### Teks Halaman:
----
Ulama Benci Kecurangan
إِنَّ الْحَمْدَ لِلَّهِ وَنَعُوذُ بِاللهِ
مِنْ شُرُوْرِ أَنْفُسِنَا وَمِنْ سَيِّئَاتِ أَعْمَالِنَا، مَنْ يَهْدِهِ اللهُ
فَلاَ مُضِلَّ لَهُ وَمَنْ يُضْلِلْ فَلاَ هَادِيَ لَهُ. أَشْهَدُ أَنْ لاَ إِلَهَ
إِلاَّ الله وَأَشْهَدُ أَنَّ مُحَمَّدًا عَبْدُهُ وَرَسُوْلُهُ. اَللَّهُمَّ
صَلِّ وَسَلِّمْ وَبَارِكْ عَلَى مُحَمَّدٍ وَعَلَى آلِهِ وَصَحْبِهِ وَمَنِ
اهْتَدَى بِهُدَاهُ إِلَى يَوْمِ الْقِيَامَةِ
Disini dicoba ceritakan sosok2 agung dari generasi Islam pertama, kali
ini kami mengambil kisah yang mungkin jarang diperdengarkan yaitu kisah seorang
tabiin, tentunyania adalah seorang ulama. Yang memang bukan saja kaya akan ilmu
tapi juga sikapnya, pendiriannya yang sesuai dg pemahaman ilmunya. Tdk
bergeser. Itulah baru layak dinamakan ulama!!! Ilmu yang tinggi yang
dijewantahkan oleh sikap yang tidak berbeda dengan ilmu yang dikuasainya. Tdk
seperti ada pihak yg mengaku ulama.. Tentunya ulama Suu… ilmu nya berada di
ruang lain, dan sikapnya di ruang yg berbeda. Saling bertolak belakang.
----
### Kumpulan Item:
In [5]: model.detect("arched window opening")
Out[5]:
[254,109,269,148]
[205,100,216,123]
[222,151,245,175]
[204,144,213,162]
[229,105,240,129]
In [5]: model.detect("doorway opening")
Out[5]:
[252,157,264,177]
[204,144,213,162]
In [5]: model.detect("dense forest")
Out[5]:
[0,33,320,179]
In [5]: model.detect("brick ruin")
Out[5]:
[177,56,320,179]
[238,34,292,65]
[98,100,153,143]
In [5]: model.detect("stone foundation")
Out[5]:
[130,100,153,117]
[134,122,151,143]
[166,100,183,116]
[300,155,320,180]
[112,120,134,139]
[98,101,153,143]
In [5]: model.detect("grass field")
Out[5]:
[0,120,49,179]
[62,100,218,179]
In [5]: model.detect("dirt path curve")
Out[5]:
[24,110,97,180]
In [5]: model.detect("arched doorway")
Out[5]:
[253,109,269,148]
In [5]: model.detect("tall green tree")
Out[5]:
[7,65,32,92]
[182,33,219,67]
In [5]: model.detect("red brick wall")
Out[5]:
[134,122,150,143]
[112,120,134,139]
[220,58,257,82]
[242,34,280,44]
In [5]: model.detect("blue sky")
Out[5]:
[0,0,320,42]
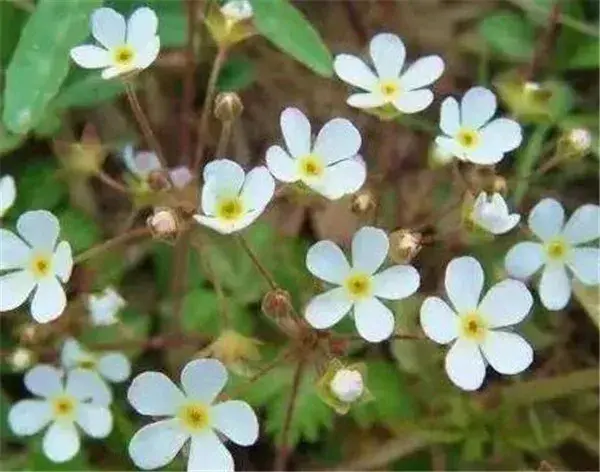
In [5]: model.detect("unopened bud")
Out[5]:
[215,92,244,122]
[390,229,423,264]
----
### Latihan Singkat:
Tolong ubah paragraf dalam teks halaman yang diawali "Disini dicoba ceritakan" menjadi daftar poin singkat yang tetap memuat fakta utamanya.

### Jawaban Akhir:
- Tulisan ini mencoba menceritakan sosok-sosok agung dari generasi Islam pertama.
- Kali ini yang diangkat adalah kisah seorang tabiin yang mungkin jarang diperdengarkan. Ia seorang ulama.
- Ia bukan hanya kaya akan ilmu. Sikap dan pendiriannya juga sesuai dengan pemahaman ilmunya dan tidak bergeser.
- Itulah yang layak dinamakan ulama: ilmu tinggi yang diwujudkan dalam sikap yang tidak berbeda dengan ilmunya.
- Hal ini berbeda dengan pihak yang mengaku ulama, yaitu ulama Suu, yang ilmu dan sikapnya berada di ruang berbeda dan saling bertolak belakang.